§ ЗАДАНИЕ 1: Выпишите все вопросительные предложения из текста о ковчеге Завета.
§ ЗАДАНИЕ 2: Перепишите без изменений фрагмент текста о ковчеге Завета, который начинается со слов «И собрал снова» и заканчивается словами «вели новую колесницу.».

§ ИСХОДНЫЙ ТЕКСТ:
---

Но если мы отвергаем льстивые речи релятивизма, то что мы прославляем, чему поклоняемся, что полагаем несомненным? Что поистине священно для нас? Что такое сам Ковчег Завета? К чему прикасаются, даже случайно, в величайшей опасности?

И собрал снова Давид всех отборных людей из Израиля, тридцать тысяч.

И встал и пошел Давид и весь народ, бывший с ним из Ваала Иудина, чтобы перенести оттуда ковчег Божий, на котором нарицается имя Господа Саваофа, сидящего на херувимах.

И поставили ковчег Божий на новую колесницу и вывезли его из дома Аминадава, что на холме. Сыновья же Аминадава, Оза и Ахио, вели новую колесницу.

И повезли ее с ковчегом Божиим из дома Аминадава, что на холме; и Ахио шел пред ковчегом [Господним].

---

§ ДАННЫЕ:
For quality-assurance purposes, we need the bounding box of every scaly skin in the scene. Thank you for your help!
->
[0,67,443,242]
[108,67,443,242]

---

§ ПОЛНОЕ РЕШЕНИЕ 1:
1. Но если мы отвергаем льстивые речи релятивизма, то что мы прославляем, чему поклоняемся, что полагаем несомненным?
2. Что поистине священно для нас?
3. Что такое сам Ковчег Завета?
4. К чему прикасаются, даже случайно, в величайшей опасности?

§ ПОЛНОЕ РЕШЕНИЕ 2:
И собрал снова Давид всех отборных людей из Израиля, тридцать тысяч.

И встал и пошел Давид и весь народ, бывший с ним из Ваала Иудина, чтобы перенести оттуда ковчег Божий, на котором нарицается имя Господа Саваофа, сидящего на херувимах.

И поставили ковчег Божий на новую колесницу и вывезли его из дома Аминадава, что на холме. Сыновья же Аминадава, Оза и Ахио, вели новую колесницу.